◆ Task set
- A) Decide whether each statement agrees with the blog post about writing timers below, answering yes or no and quoting the words of the post that settle it: (i) The writer installed TimeLeft on the recommendation of a fellow local NaNoWriter. (ii) The writer finds a fifteen-minute break significantly better than a ten-minute one. (iii) The Lifehacker tip suggested working for 60 minutes and then taking a 30-minute break.
- B) From the blog post about writing timers below, list every game the writer names as a favorite open-ended game.

◆ Source text
Current music: Well, I wanted to listen to Simon and Garfunkel, so I queued up The Sound of Silence, but then I got distracted. So I listened to that, then a whole lot of nothing. Fitting?

Red Goals and Timers

Sunday, November 27th, 2011

On the recommendation of one of my fellow local NaNoWriters, I recently installed a handy little program called TimeLeft. It’s a very straightforward program; it lets you put little floating timers on your desktop, which stay on top of everything and can easily be dragged to more convenient locations as necessary. It’s a deceptively simple software gadget. I’m trying it out as a means of helping me parcel out my writing time; Lifehacker recently shared a tip suggesting a 90/30 split of work time – 90 minutes working, 30 minutes taking a break. It’s a good idea.

Now, I’ve heard these tips – or versions of them – before. Work for X time, take a break. Use a kitchen timer. That sort of thing. It’s a good idea, and I’ve known for a long time that it’s a good idea, but I never implemented it until now. Why? Because my writing process is constantly in flux.

I know the way I write isn’t optimal — not for me, and probably not for anyone else, either; and I’ve determined, through trial and error, that trying to change everything at once doesn’t work (and fails to do so in a spectacular fashion). Sometimes I try new things and they don’t work. Sometimes I try three new things at once, crash, and throw them all in the bin, only to discover a year later that two of the things are helpful and one of them just doesn’t work for me. (I try to avoid doing the latter these days.) So really, it’s kind of that these tips came back around at the right time for me to work them into my process. And they help.

It’s worth noting that, though the proportions are right, actually writing for 90 minutes straight and then taking a 30-minute break is just flat not going to happen for me. It’s really not. I don’t work that way. I write a paragraph, I wander off and think about it, I write a page, I dig out an iron vein in Minecraft, I get distracted and dig out sixty more iron veins in Minecraft, I build a small fortress in Minecraft, I get an idea and write a sentence. That kind of thing*.

It’s really the middle part I need to get under control; I need small breaks in the middle of my writing to refresh my mind, but the benefit plateaus very quickly. Five minutes might not be enough; ten minutes should do the trick; fifteen minutes is not significantly better than ten minutes. The types of games I like best are open-ended games like Minecraft, Dwarf Fortress, Morrowind/Oblivion/Skyrim, Fallout: New Vegas, The Sims**. It’s very rewarding to drop into one of those games for ten minutes and dick around***, and it’s very, very easy to accidentally spend six hours instead.

◆ Supplied data
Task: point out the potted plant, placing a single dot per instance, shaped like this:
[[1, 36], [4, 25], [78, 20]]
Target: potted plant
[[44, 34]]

◆ Answers to the exercise
- A)
(i) Yes: "On the recommendation of one of my fellow local NaNoWriters, I recently installed a handy little program called TimeLeft."
(ii) No: "fifteen minutes is not significantly better than ten minutes."
(iii) No: "90 minutes working, 30 minutes taking a break."

- B)
Minecraft
Dwarf Fortress
Morrowind
Oblivion
Skyrim
Fallout: New Vegas
The Sims